[ПОКАЗАННЫЙ ТЕКСТ]
• • • • • • •
Константин Горшенин - Нюрнбергский процесс, сборник материалов
Кто был в это время председателем партийной фракции? Вы имеете в виду председателя фракции нацистской партии?
Папен: Мне кажется, что председателем фракции был Фрик.
Файф: Это была правящая партия, не так ли?
Папен: Да. Из этого письма ясно вытекает, что я просил Гитлера отчитаться перед рейхстагом за предпринятые против меня и моих сотрудников меры.
Файф: Вы хотели, чтобы он сделал заявление о том, что вы всегда были абсолютно лояльны по отношению к нему? Этого вы хотели? Да?
Папен: Нет.
• • • • • • •
[ПОСТАВЛЕННАЯ ЗАДАЧА] Повторите дословно часть стенограммы допроса Папена выше: всё от слов «Константин Горшенин - Нюрнбергский» и вниз до слов «моих сотрудников меры.».
• • • • • • •
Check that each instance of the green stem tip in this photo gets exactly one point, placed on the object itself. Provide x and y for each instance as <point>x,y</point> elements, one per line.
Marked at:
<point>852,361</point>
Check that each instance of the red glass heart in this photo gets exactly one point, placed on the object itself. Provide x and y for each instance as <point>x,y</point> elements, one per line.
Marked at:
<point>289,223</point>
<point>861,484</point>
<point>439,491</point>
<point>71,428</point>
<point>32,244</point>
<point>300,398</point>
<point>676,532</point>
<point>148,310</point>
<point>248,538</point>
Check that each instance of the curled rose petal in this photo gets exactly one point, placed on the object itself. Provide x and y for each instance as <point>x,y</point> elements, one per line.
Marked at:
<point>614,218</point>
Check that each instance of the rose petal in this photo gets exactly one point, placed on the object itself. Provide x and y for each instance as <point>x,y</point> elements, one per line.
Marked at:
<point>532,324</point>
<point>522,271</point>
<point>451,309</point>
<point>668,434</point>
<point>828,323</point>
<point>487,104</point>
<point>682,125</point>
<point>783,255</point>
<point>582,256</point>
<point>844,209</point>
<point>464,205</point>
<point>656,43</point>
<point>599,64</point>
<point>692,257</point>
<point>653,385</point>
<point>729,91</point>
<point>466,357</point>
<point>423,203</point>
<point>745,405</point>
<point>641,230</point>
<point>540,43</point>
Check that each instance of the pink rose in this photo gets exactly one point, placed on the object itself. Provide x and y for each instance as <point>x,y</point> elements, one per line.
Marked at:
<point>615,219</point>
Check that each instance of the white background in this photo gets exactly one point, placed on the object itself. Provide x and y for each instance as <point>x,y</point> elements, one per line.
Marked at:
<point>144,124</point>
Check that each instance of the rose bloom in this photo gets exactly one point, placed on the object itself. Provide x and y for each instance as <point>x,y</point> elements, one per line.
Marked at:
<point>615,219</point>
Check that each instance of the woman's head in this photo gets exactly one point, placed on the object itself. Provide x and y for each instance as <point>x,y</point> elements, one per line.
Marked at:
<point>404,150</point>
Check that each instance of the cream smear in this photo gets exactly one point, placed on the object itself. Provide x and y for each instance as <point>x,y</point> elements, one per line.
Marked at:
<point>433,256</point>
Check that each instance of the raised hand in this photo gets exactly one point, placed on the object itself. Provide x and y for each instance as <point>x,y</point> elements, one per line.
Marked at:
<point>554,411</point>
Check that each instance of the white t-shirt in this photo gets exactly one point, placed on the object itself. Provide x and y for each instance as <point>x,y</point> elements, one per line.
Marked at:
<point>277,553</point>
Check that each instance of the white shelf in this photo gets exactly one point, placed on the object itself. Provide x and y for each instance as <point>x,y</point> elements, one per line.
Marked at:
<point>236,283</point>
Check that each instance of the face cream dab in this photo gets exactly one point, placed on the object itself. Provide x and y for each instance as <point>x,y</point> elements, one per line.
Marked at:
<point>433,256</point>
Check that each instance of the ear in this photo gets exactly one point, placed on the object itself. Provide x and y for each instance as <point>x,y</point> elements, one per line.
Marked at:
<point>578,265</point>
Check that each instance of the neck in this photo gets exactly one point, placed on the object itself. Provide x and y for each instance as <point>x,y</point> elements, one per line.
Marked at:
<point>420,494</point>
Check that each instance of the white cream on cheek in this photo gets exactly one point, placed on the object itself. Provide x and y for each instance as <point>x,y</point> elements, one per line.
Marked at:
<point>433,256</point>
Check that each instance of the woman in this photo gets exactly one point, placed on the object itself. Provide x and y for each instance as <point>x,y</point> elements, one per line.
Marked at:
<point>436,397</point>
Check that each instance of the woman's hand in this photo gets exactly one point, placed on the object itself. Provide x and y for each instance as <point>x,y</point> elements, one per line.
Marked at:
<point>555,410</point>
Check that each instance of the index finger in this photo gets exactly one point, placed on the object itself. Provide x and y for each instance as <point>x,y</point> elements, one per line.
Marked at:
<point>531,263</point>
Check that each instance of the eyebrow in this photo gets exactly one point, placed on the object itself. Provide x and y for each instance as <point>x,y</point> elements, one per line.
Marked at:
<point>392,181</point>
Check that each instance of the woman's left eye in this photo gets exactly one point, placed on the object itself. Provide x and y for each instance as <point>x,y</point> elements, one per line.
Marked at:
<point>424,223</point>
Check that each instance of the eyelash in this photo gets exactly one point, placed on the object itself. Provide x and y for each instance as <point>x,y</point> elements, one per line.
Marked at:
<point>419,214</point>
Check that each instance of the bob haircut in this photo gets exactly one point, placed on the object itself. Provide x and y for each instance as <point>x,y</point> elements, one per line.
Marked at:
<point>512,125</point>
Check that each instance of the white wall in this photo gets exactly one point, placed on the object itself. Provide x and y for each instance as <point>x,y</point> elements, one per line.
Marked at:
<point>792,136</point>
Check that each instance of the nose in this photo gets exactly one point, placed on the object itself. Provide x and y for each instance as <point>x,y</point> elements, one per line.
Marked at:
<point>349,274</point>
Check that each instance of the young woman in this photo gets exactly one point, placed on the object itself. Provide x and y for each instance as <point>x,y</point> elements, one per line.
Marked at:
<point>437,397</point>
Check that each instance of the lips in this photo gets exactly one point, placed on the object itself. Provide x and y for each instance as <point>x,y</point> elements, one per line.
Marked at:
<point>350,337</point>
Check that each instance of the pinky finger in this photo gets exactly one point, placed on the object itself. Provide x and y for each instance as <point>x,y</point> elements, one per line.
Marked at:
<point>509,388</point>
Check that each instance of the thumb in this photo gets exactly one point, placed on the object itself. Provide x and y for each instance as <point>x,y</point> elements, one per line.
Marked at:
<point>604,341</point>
• • • • • • •
[ОЖИДАЕМЫЙ ОТВЕТ]
Константин Горшенин - Нюрнбергский процесс, сборник материалов
Кто был в это время председателем партийной фракции? Вы имеете в виду председателя фракции нацистской партии?
Папен: Мне кажется, что председателем фракции был Фрик.
Файф: Это была правящая партия, не так ли?
Папен: Да. Из этого письма ясно вытекает, что я просил Гитлера отчитаться перед рейхстагом за предпринятые против меня и моих сотрудников меры.